TASKS TO COMPLETE:
(A) Rewrite the records from their beginning through the line containing "Draw the outline of every instance of the textured", replacing "bark ridge" with "tree knot" and leaving everything else unchanged. Omit the pictures from your answer.
(B) Write the next part of the Massive.js overview, continuing on from its final line.

Massive.js is a data mapper for Node.js that goes all in on PostgreSQL and fully embraces the power and flexibility of the SQL language and relational metaphors. Providing minimal abstractions for the interfaces and tools you already use, its goal is to do just enough to make working with your data as easy and intuitive as possible, then get out of your way.
Massive is not an object-relational mapper (ORM)! It doesn't use models, it doesn't track state, and it doesn't limit you to a single entity-based metaphor for accessing and persisting data. You've already got a data model: your schema. Massive introspects your database at runtime and returns a connected instance with your tables, views, functions, and scripts attached and ready to query, write, or execute.
Here are some of the high points:
- Dynamic query generation: Massive features a versatile query builder with support for a wide variety of operators, all generated from a simple criteria object.
- Do as much, or as little, as you need: if you're coming from an ORM background, you might be expecting to have to create or load an entity instance before you can write it to the database. You don't. Your tables are tables, and you can insert or update directly into them.

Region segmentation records
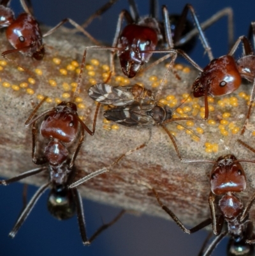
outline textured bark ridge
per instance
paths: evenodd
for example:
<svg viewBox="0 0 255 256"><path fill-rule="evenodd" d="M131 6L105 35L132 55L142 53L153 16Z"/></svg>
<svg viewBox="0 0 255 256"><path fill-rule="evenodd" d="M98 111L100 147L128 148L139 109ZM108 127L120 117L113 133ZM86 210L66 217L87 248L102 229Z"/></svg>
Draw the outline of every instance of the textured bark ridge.
<svg viewBox="0 0 255 256"><path fill-rule="evenodd" d="M0 109L0 170L1 174L5 177L13 177L36 167L31 155L31 128L24 128L24 124L40 102L40 94L49 98L38 113L52 108L56 102L70 99L68 96L74 88L73 83L78 80L77 63L80 64L83 50L88 45L84 38L68 34L66 29L59 29L45 38L45 42L47 54L42 61L20 54L10 56L34 73L34 77L26 72L19 71L10 62L6 63L3 59L0 61L2 106ZM4 34L1 36L0 45L1 52L11 49ZM84 116L85 123L90 128L92 128L96 105L85 91L92 84L105 79L107 71L105 65L108 64L108 60L109 51L91 50L87 56L80 94L83 100L77 104L80 104L78 107L80 116ZM129 81L129 84L142 83L149 89L159 84L166 70L164 64L161 64L129 80L124 77L117 61L116 66L118 67L116 76L112 79L111 84L128 84ZM198 75L193 68L189 70L180 65L175 66L175 70L181 80L177 79L173 73L170 73L160 97L164 98L164 102L172 106L173 110L183 101L183 94L191 92L192 82ZM152 89L156 91L157 87ZM244 92L249 95L251 90L250 84L242 85L230 96L214 98L214 102L210 100L209 121L194 121L193 124L180 121L178 124L169 123L168 128L175 134L183 158L215 160L222 154L232 153L237 158L254 159L255 154L237 142L237 139L240 139L252 146L254 114L245 135L240 135L249 100L249 97L245 98L244 94L240 93ZM175 99L171 96L165 99L169 95L174 95ZM201 107L203 106L203 98L198 100L193 98L176 109L175 112L180 117L185 114L187 116L200 117L203 111ZM79 170L77 179L108 166L121 154L148 140L149 143L145 147L125 157L110 172L80 186L79 190L84 197L169 218L157 204L151 190L142 184L147 183L156 188L162 200L185 223L196 224L200 220L209 216L207 197L210 186L207 174L212 168L212 164L182 163L161 127L139 130L120 126L116 129L116 126L112 126L113 123L103 122L103 108L101 108L96 134L93 137L86 136L77 157L75 162ZM224 113L229 113L230 116L224 116ZM182 126L178 124L187 127L198 137L188 134L190 132L181 130ZM40 144L41 147L43 142ZM245 202L254 192L253 165L242 163L247 178L247 188L242 194ZM43 174L26 179L24 182L40 185L47 179L47 174Z"/></svg>

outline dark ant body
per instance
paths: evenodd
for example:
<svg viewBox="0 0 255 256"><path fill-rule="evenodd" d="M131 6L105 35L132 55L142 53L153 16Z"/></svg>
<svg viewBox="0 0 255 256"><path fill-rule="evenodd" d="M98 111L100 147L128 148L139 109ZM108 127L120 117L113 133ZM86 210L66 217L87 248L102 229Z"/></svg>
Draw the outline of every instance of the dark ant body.
<svg viewBox="0 0 255 256"><path fill-rule="evenodd" d="M182 159L187 163L208 162L214 165L209 175L211 192L208 196L208 202L211 213L209 218L196 227L186 229L175 215L161 202L157 192L153 192L162 209L166 212L186 233L192 234L203 227L212 224L213 232L216 237L204 252L204 246L200 256L210 255L216 245L227 234L230 236L228 253L234 255L248 255L247 250L253 250L255 243L255 234L253 232L252 223L249 220L250 209L255 200L255 193L252 196L245 207L236 193L243 192L246 188L246 177L241 162L254 163L255 161L245 159L237 160L233 154L220 156L216 162L203 160ZM215 202L217 197L221 197L217 202L219 213L217 213ZM240 248L244 253L241 253ZM238 251L239 250L239 251ZM240 253L240 254L238 254Z"/></svg>
<svg viewBox="0 0 255 256"><path fill-rule="evenodd" d="M117 1L111 0L102 6L89 18L89 22L94 18L106 11ZM43 43L43 37L52 34L55 29L66 22L69 22L79 31L82 32L89 37L94 43L98 44L97 40L70 19L63 20L55 27L42 35L39 24L33 15L32 8L27 6L26 1L20 0L21 5L25 12L20 13L16 19L15 19L13 11L8 7L10 1L10 0L2 0L0 3L0 28L6 27L6 38L15 48L15 49L8 50L2 52L2 56L12 62L14 62L14 61L8 58L6 55L17 52L19 52L26 56L32 57L38 61L41 60L45 52Z"/></svg>
<svg viewBox="0 0 255 256"><path fill-rule="evenodd" d="M82 72L80 73L74 98L79 92L82 75ZM50 213L59 220L65 220L73 216L76 212L83 243L88 245L124 214L124 211L121 211L114 220L102 225L90 239L88 239L81 197L76 188L68 189L68 186L73 181L76 172L74 163L84 140L84 131L91 135L94 133L98 108L95 112L92 130L91 130L78 117L76 106L72 102L62 102L55 107L46 110L33 118L46 99L47 98L45 98L36 106L25 123L25 126L33 126L33 162L36 165L47 164L47 166L30 170L13 178L1 181L1 184L6 185L43 171L48 172L49 181L38 189L24 207L9 235L11 237L15 236L40 197L50 186L51 190L48 199L48 209ZM41 117L44 119L40 124L40 133L44 140L48 140L48 142L44 147L43 156L38 158L36 156L38 132L36 123ZM73 153L71 154L68 145L73 145L76 140L78 140L77 145L75 147Z"/></svg>
<svg viewBox="0 0 255 256"><path fill-rule="evenodd" d="M122 11L119 15L119 19L116 27L115 35L112 47L89 47L87 49L105 49L113 50L111 54L110 65L112 71L114 73L113 57L117 52L119 58L122 72L129 78L134 77L141 70L142 67L149 62L154 52L164 53L165 50L156 50L156 48L162 45L166 50L172 49L175 46L180 47L189 41L198 32L206 28L216 20L226 15L229 17L229 24L232 22L232 10L225 9L217 13L213 19L205 22L201 26L196 17L193 7L190 4L186 4L182 14L180 15L174 36L172 36L171 30L171 16L166 6L162 6L163 17L163 22L159 21L157 18L157 3L156 0L150 1L150 12L149 16L141 18L139 15L135 3L129 0L130 13L126 10ZM191 13L196 28L183 36L183 32L186 24L186 16L188 10ZM127 26L121 29L123 20L127 22ZM230 26L230 36L233 37L231 25ZM201 36L202 34L200 33ZM173 38L172 38L173 37ZM201 38L202 43L206 41ZM230 39L231 41L232 39ZM206 50L209 56L212 56L210 49L208 45L205 45ZM86 50L87 50L86 49ZM164 56L156 61L152 65L163 61L171 54Z"/></svg>

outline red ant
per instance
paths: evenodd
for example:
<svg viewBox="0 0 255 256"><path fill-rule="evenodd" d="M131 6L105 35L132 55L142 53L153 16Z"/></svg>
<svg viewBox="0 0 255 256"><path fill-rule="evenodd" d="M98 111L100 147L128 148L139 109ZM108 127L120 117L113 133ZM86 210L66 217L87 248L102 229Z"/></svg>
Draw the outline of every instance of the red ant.
<svg viewBox="0 0 255 256"><path fill-rule="evenodd" d="M188 229L183 225L176 215L166 206L159 199L154 188L147 185L152 189L158 203L162 209L168 214L176 222L180 228L187 234L196 232L200 229L212 224L213 232L217 237L208 246L205 252L203 252L203 248L200 255L210 255L216 245L227 234L231 237L231 246L229 252L237 250L238 245L242 246L245 244L255 243L255 234L253 232L252 223L249 220L250 209L255 200L255 193L252 195L250 200L244 207L243 203L236 195L244 191L246 188L246 177L244 169L240 163L241 162L255 163L254 160L246 159L237 160L233 154L226 154L220 156L217 161L206 160L182 159L186 163L212 163L214 165L209 175L210 189L208 196L208 202L211 213L211 217L201 222L196 227ZM217 197L221 196L220 200ZM217 199L217 200L216 200ZM215 202L220 213L216 213ZM226 225L224 226L224 223ZM249 246L246 246L248 247ZM238 251L234 255L238 254Z"/></svg>
<svg viewBox="0 0 255 256"><path fill-rule="evenodd" d="M106 11L117 1L118 0L111 0L102 6L89 18L87 23L91 22L94 18ZM43 37L50 35L66 22L71 23L94 43L99 44L98 41L90 34L70 19L65 19L42 35L39 24L33 15L32 8L27 5L26 1L20 0L21 5L25 12L20 13L16 19L13 11L8 7L10 1L10 0L2 0L0 3L0 28L6 27L6 38L15 48L15 49L8 50L2 52L2 56L8 61L15 63L14 61L8 58L6 56L17 52L19 52L26 56L32 57L38 61L41 60L45 54Z"/></svg>
<svg viewBox="0 0 255 256"><path fill-rule="evenodd" d="M166 45L166 49L173 49L175 45L181 46L187 43L191 38L203 29L209 27L212 24L221 19L224 15L229 17L229 25L230 29L230 40L232 41L232 10L224 9L217 13L213 19L209 19L208 22L205 22L200 25L196 17L193 7L190 4L186 4L180 16L175 34L172 38L171 30L170 18L166 6L162 6L163 21L159 21L157 13L157 6L156 0L150 1L150 13L148 17L141 18L138 14L135 3L133 0L129 0L129 8L131 14L126 10L122 11L119 15L119 19L116 27L115 35L112 47L88 47L87 49L94 50L112 50L110 57L111 70L114 73L113 57L117 52L117 56L120 59L122 72L129 78L134 77L140 70L144 64L149 62L154 52L164 53L165 50L156 50L156 47L161 45ZM191 13L196 28L183 35L182 33L186 24L186 16L189 10ZM121 31L121 27L124 19L127 25ZM187 37L186 37L187 36ZM200 33L202 43L205 47L206 51L209 56L212 56L212 52L207 41ZM171 56L167 55L156 61L152 65L163 61ZM151 66L150 66L150 67Z"/></svg>
<svg viewBox="0 0 255 256"><path fill-rule="evenodd" d="M251 26L253 33L255 33L255 22L252 22ZM203 34L202 31L200 33ZM205 38L205 40L206 40ZM235 60L233 55L241 42L244 46L244 56ZM192 91L195 98L205 97L205 120L208 119L209 114L208 96L215 97L233 93L238 89L241 85L242 78L253 82L250 104L245 121L246 124L251 116L255 93L255 70L254 69L255 56L248 39L244 36L240 36L227 55L214 59L210 58L211 61L203 69L182 50L177 50L177 53L182 54L201 72L193 84ZM245 131L245 124L244 126L242 134Z"/></svg>
<svg viewBox="0 0 255 256"><path fill-rule="evenodd" d="M82 72L80 72L74 98L80 89L82 75ZM36 192L20 213L9 235L11 237L15 236L39 197L49 186L51 186L52 188L48 199L49 211L54 216L59 220L68 219L76 212L83 243L88 245L105 229L116 222L124 213L124 211L122 211L111 222L102 225L90 239L88 239L85 226L82 200L80 193L76 188L68 189L68 185L71 183L76 172L74 163L83 142L84 131L85 130L91 135L93 135L94 133L98 108L95 112L92 130L91 130L80 119L77 114L76 106L72 102L62 102L54 109L46 110L33 118L46 98L45 98L36 106L25 123L25 126L33 125L33 162L36 165L47 164L47 166L30 170L13 178L1 181L1 184L6 185L47 170L49 172L50 181L41 186ZM40 125L40 133L45 139L48 140L48 142L44 148L43 156L38 158L36 156L38 128L36 124L38 121L43 117L44 119ZM80 132L79 126L80 126ZM77 137L79 133L80 135L77 145L73 153L70 156L70 153L66 144L73 144L75 140L78 139Z"/></svg>

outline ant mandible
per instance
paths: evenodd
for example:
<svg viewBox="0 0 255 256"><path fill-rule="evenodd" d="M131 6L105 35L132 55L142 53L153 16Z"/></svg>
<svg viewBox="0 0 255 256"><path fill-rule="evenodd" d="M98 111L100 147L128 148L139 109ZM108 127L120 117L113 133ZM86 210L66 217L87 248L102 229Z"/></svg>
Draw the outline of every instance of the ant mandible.
<svg viewBox="0 0 255 256"><path fill-rule="evenodd" d="M196 227L188 229L180 221L177 216L159 199L156 190L152 188L158 203L162 209L168 214L180 228L187 234L196 232L200 229L212 224L213 232L216 237L208 246L206 252L203 247L200 256L208 256L214 250L216 245L227 234L231 237L229 252L235 252L235 250L245 246L246 244L255 243L255 234L253 232L252 223L249 220L249 213L255 201L254 193L245 207L241 199L236 195L236 193L244 191L246 188L246 177L240 164L242 162L255 163L254 160L246 159L238 160L233 154L226 154L218 158L216 162L207 160L182 159L186 163L211 163L214 165L210 173L210 192L208 202L211 217L201 222ZM221 198L217 200L220 211L216 214L215 202L216 197ZM226 223L226 225L224 225ZM245 248L251 246L246 245ZM245 255L246 254L236 254Z"/></svg>
<svg viewBox="0 0 255 256"><path fill-rule="evenodd" d="M14 61L9 59L6 56L17 52L19 52L26 56L32 57L38 61L41 60L45 52L43 43L43 37L50 35L55 29L67 22L71 24L79 31L83 33L93 43L97 45L99 44L96 39L70 19L64 19L56 26L42 35L39 24L33 15L31 6L29 6L27 4L26 0L20 1L25 12L20 13L16 19L13 10L8 7L10 0L2 0L0 3L0 28L6 27L6 38L15 48L2 52L2 56L8 61L15 63ZM91 15L87 20L88 22L87 23L90 23L94 18L106 11L117 1L118 0L111 0Z"/></svg>
<svg viewBox="0 0 255 256"><path fill-rule="evenodd" d="M88 47L86 50L112 50L110 56L111 70L114 73L113 57L116 52L120 63L122 72L129 78L134 77L141 70L143 65L148 63L154 52L164 53L164 50L156 50L156 47L164 45L166 50L172 49L175 45L180 47L186 43L193 36L203 29L207 28L221 19L224 15L228 15L229 19L229 28L230 33L230 44L233 38L232 29L232 10L229 8L222 10L214 15L212 19L200 25L196 17L193 7L191 4L186 4L180 15L178 22L172 38L171 30L171 16L166 6L162 6L163 21L159 21L157 18L157 4L156 0L150 1L150 13L149 16L141 18L139 15L136 6L133 0L129 0L130 13L124 10L119 15L116 27L116 32L112 47ZM196 28L183 35L186 16L189 10L196 24ZM125 19L127 25L121 31L123 20ZM199 34L200 37L202 34ZM186 37L187 36L187 37ZM201 38L202 43L205 46L209 56L212 56L210 48L207 45L205 38ZM165 46L166 45L166 47ZM161 61L171 56L168 54L153 63L150 66L157 64Z"/></svg>
<svg viewBox="0 0 255 256"><path fill-rule="evenodd" d="M81 70L74 98L80 90L83 68ZM80 193L76 188L68 189L68 185L72 183L76 172L74 163L84 138L84 131L85 130L91 135L94 133L98 108L95 112L93 128L91 131L78 116L76 106L72 102L62 102L54 109L46 110L33 118L46 98L45 98L36 106L25 123L25 126L33 125L32 157L33 162L36 165L47 164L47 166L30 170L13 178L3 180L1 184L6 185L47 170L49 172L50 180L38 190L24 207L9 235L11 237L15 236L40 197L48 186L51 186L52 188L48 199L49 211L59 220L71 218L76 212L83 243L88 245L101 232L116 222L124 213L122 211L111 222L102 225L89 239L86 233L82 200ZM41 117L44 117L44 119L40 126L40 133L44 139L48 139L49 141L44 148L43 156L38 158L36 156L38 129L36 124ZM71 154L66 144L73 144L79 133L79 124L81 135L73 153Z"/></svg>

RESULTS:
(A)
outline textured tree knot
per instance
paths: evenodd
for example:
<svg viewBox="0 0 255 256"><path fill-rule="evenodd" d="M131 6L105 35L132 55L142 53L153 16Z"/></svg>
<svg viewBox="0 0 255 256"><path fill-rule="evenodd" d="M98 111L100 147L128 148L139 109ZM108 127L120 117L113 133ZM86 210L66 217L87 248L102 229Z"/></svg>
Draw the outline of every instance of the textured tree knot.

(B)
- Document storage: PostgreSQL's JSONB storage type makes it possible to blend relational and document strategies. Massive offers a robust API to simplify working with documents: objects in, objects out, with document metadata managed for you.
- Result decomposition: while Massive does not traverse relationships or build model graphs, the
decompose
option allows you to map the results of complex views and scripts to nested object trees. - Postgres everything: committing to a single RDBMS allows us to leverage it to the fullest extent possible. Massive supports array fields and operations, JSON storage, foreign tables, and many, many more features found in PostgreSQL but not in other databases.
Full documentation including API docs is available on GitHub Pages.
npm i massive --save
Starting with version 3.0.0, Massive requires ES6 support and uses Promises exclusively. If you need a callback-based API or are using a pre-6.x release of Node.js, install massive@2 or download version 2.x from the Releases page.
Examples are presented using the standard then()
construction for compatibility, but use of ES2017 async
and await
or a flow control library such as co to manage promises is highly recommended.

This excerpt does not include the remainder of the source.